*Required action:* Give back every entry below, exactly as written.

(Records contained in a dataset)
BEGIN

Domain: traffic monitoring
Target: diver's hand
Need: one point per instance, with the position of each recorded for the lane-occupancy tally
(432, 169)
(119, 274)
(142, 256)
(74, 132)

END

*Result of the exercise:*
Domain: traffic monitoring
Target: diver's hand
Need: one point per instance, with the position of each recorded for the lane-occupancy tally
(432, 169)
(119, 274)
(142, 256)
(74, 132)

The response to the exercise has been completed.